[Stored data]
════════════════

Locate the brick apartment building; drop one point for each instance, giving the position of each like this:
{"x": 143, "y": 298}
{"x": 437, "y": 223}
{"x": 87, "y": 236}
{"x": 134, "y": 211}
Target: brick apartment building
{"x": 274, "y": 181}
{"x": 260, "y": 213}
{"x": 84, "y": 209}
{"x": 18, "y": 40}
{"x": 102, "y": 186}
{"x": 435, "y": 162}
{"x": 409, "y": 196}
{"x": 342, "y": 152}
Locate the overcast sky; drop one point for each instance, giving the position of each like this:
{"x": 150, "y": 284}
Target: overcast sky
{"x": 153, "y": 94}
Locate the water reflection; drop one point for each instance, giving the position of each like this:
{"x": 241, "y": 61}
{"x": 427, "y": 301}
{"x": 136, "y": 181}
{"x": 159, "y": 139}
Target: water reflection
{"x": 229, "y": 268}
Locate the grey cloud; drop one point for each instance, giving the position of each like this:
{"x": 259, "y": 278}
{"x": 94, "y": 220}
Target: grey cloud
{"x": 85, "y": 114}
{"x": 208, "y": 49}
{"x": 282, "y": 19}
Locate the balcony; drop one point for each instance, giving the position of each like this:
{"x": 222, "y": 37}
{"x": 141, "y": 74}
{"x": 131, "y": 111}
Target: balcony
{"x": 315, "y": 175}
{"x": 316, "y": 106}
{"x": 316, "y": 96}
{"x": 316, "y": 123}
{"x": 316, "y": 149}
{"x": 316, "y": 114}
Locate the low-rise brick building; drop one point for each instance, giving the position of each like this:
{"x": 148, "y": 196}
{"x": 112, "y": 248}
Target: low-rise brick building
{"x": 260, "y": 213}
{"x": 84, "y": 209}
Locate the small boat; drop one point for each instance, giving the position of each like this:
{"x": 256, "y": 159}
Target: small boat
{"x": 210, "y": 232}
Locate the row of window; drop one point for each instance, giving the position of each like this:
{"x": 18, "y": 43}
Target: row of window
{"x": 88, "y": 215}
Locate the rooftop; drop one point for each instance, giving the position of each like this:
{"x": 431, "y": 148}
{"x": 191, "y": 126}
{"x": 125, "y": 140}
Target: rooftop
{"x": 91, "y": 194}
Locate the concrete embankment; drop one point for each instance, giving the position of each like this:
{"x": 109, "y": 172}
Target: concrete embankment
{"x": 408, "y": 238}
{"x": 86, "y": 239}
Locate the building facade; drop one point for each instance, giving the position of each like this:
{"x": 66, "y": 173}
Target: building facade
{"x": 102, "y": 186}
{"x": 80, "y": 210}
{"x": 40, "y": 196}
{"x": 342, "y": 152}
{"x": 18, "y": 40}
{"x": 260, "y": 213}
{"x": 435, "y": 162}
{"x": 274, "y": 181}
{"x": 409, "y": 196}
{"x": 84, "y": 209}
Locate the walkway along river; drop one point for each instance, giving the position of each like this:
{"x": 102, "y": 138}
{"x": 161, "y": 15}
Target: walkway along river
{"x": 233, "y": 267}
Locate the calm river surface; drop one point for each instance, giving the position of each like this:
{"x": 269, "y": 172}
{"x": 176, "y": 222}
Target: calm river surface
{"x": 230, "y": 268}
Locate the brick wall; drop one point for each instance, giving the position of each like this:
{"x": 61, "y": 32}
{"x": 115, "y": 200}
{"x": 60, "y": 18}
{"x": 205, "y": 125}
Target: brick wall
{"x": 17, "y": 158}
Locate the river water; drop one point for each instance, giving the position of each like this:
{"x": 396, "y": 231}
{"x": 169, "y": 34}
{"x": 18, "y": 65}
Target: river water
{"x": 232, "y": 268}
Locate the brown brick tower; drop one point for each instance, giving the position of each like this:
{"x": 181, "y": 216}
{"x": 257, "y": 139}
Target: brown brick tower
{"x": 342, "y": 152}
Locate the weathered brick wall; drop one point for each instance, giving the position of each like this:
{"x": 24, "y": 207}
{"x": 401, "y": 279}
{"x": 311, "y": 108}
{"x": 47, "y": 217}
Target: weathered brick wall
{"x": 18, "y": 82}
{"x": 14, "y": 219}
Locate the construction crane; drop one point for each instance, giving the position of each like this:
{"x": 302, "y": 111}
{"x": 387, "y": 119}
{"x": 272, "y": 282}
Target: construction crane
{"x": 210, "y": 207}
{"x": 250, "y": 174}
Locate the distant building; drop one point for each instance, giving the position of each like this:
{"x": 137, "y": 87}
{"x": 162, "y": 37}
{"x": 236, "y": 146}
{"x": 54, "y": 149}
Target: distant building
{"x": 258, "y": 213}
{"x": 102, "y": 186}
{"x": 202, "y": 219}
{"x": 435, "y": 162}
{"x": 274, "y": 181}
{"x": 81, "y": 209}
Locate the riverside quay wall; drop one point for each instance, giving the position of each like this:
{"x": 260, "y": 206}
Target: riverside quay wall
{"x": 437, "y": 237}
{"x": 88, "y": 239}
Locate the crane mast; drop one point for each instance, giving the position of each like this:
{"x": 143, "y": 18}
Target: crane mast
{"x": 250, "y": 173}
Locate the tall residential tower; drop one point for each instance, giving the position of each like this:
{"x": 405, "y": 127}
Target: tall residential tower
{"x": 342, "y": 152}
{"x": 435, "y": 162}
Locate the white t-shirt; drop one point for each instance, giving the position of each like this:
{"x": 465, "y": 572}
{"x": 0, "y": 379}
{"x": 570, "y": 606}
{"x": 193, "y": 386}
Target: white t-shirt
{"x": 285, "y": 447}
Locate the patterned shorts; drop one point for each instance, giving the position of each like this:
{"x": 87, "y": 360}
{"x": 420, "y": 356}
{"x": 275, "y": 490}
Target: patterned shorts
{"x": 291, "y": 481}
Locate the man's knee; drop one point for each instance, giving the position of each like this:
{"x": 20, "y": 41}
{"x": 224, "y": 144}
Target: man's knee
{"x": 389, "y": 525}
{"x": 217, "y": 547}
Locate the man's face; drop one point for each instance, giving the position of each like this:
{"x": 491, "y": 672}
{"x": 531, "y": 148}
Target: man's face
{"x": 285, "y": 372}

════════════════

■ **Goal of the exercise**:
I need each of the entries above printed again exactly.

■ **Output**:
Locate the brick apartment building; drop one point for each instance, giving the position of each like this:
{"x": 143, "y": 298}
{"x": 437, "y": 223}
{"x": 87, "y": 236}
{"x": 134, "y": 211}
Target: brick apartment building
{"x": 274, "y": 181}
{"x": 260, "y": 213}
{"x": 84, "y": 209}
{"x": 18, "y": 40}
{"x": 102, "y": 186}
{"x": 435, "y": 162}
{"x": 409, "y": 196}
{"x": 342, "y": 152}
Locate the overcast sky; drop one point for each instance, giving the position of each like this:
{"x": 150, "y": 284}
Target: overcast sky
{"x": 153, "y": 94}
Locate the water reflection; drop one point for each instance, giving the position of each like this:
{"x": 241, "y": 61}
{"x": 427, "y": 301}
{"x": 136, "y": 181}
{"x": 159, "y": 139}
Target: water reflection
{"x": 229, "y": 268}
Locate the grey cloud; drop one point for each instance, giving the position of each like this:
{"x": 259, "y": 278}
{"x": 94, "y": 220}
Target: grey cloud
{"x": 85, "y": 114}
{"x": 208, "y": 49}
{"x": 282, "y": 19}
Locate the balcony; drop one point for each instance, giving the position of each like this:
{"x": 222, "y": 37}
{"x": 141, "y": 74}
{"x": 131, "y": 111}
Target: balcony
{"x": 315, "y": 175}
{"x": 316, "y": 106}
{"x": 316, "y": 96}
{"x": 316, "y": 123}
{"x": 316, "y": 149}
{"x": 316, "y": 114}
Locate the low-rise brick building; drop one point for each instance, giving the position of each like this:
{"x": 148, "y": 196}
{"x": 112, "y": 248}
Target: low-rise brick building
{"x": 260, "y": 213}
{"x": 84, "y": 209}
Locate the small boat; drop one point for each instance, giving the position of each like this:
{"x": 256, "y": 159}
Target: small boat
{"x": 210, "y": 232}
Locate the row of window; drop one point for each instance, giving the position of each like this:
{"x": 18, "y": 43}
Target: row of window
{"x": 88, "y": 215}
Locate the rooftop; drop one point for each instance, giving the position of each like this:
{"x": 431, "y": 148}
{"x": 191, "y": 126}
{"x": 125, "y": 140}
Target: rooftop
{"x": 91, "y": 194}
Locate the concrete embankment; drop one point for each instance, giving the position of each like this:
{"x": 109, "y": 172}
Target: concrete embankment
{"x": 408, "y": 238}
{"x": 86, "y": 239}
Locate the building facade; drop one point for each instance, giving the position of each like this:
{"x": 66, "y": 173}
Target: building facade
{"x": 102, "y": 186}
{"x": 80, "y": 210}
{"x": 40, "y": 196}
{"x": 342, "y": 152}
{"x": 18, "y": 40}
{"x": 260, "y": 213}
{"x": 435, "y": 162}
{"x": 274, "y": 181}
{"x": 409, "y": 196}
{"x": 84, "y": 209}
Locate the walkway along river; drop one point for each instance, giving the position of each like this:
{"x": 102, "y": 138}
{"x": 161, "y": 15}
Target: walkway along river
{"x": 233, "y": 267}
Locate the calm river surface; drop one point for each instance, giving the position of each like this:
{"x": 269, "y": 172}
{"x": 176, "y": 222}
Target: calm river surface
{"x": 230, "y": 268}
Locate the brick wall; drop one point for each instance, giving the position of each like this:
{"x": 61, "y": 32}
{"x": 115, "y": 200}
{"x": 60, "y": 18}
{"x": 205, "y": 125}
Target: brick wall
{"x": 17, "y": 158}
Locate the river water; drop one point for each instance, giving the position of each like this:
{"x": 396, "y": 231}
{"x": 169, "y": 34}
{"x": 18, "y": 65}
Target: river water
{"x": 232, "y": 268}
Locate the brown brick tower; drop one point for each instance, giving the position of each like this:
{"x": 181, "y": 216}
{"x": 257, "y": 139}
Target: brown brick tower
{"x": 342, "y": 152}
Locate the weathered brick wall; drop one point for each instance, giving the position of each like this:
{"x": 24, "y": 207}
{"x": 401, "y": 279}
{"x": 311, "y": 108}
{"x": 47, "y": 217}
Target: weathered brick wall
{"x": 18, "y": 82}
{"x": 14, "y": 219}
Locate the construction crane; drop one point for each instance, giving the position of each like this:
{"x": 302, "y": 111}
{"x": 387, "y": 119}
{"x": 272, "y": 282}
Target: construction crane
{"x": 210, "y": 207}
{"x": 250, "y": 174}
Locate the distant building; drop one point for each instance, giving the position of each like this:
{"x": 137, "y": 87}
{"x": 162, "y": 37}
{"x": 236, "y": 146}
{"x": 54, "y": 149}
Target: distant building
{"x": 258, "y": 213}
{"x": 102, "y": 186}
{"x": 202, "y": 219}
{"x": 435, "y": 162}
{"x": 274, "y": 181}
{"x": 81, "y": 209}
Locate the riverside quay wall; drop one point for each instance, giving the position of each like this:
{"x": 260, "y": 206}
Target: riverside quay wall
{"x": 437, "y": 237}
{"x": 88, "y": 239}
Locate the crane mast; drop one point for each instance, giving the position of each like this:
{"x": 143, "y": 18}
Target: crane mast
{"x": 250, "y": 173}
Locate the tall residential tower; drop one point for each instance, giving the position of each like this:
{"x": 405, "y": 127}
Target: tall residential tower
{"x": 342, "y": 152}
{"x": 435, "y": 162}
Locate the white t-shirt; drop one point for each instance, giving the position of each like this:
{"x": 465, "y": 572}
{"x": 0, "y": 379}
{"x": 570, "y": 606}
{"x": 193, "y": 386}
Target: white t-shirt
{"x": 285, "y": 447}
Locate the patterned shorts; drop one point for each instance, giving the position of each like this:
{"x": 87, "y": 360}
{"x": 420, "y": 356}
{"x": 275, "y": 490}
Target: patterned shorts
{"x": 291, "y": 481}
Locate the man's knee; drop one point for each instance, giving the position of each like this:
{"x": 20, "y": 41}
{"x": 224, "y": 144}
Target: man's knee
{"x": 389, "y": 525}
{"x": 217, "y": 547}
Locate the man's face; drop one point for each instance, giving the position of each like this:
{"x": 491, "y": 672}
{"x": 531, "y": 148}
Target: man's face
{"x": 285, "y": 372}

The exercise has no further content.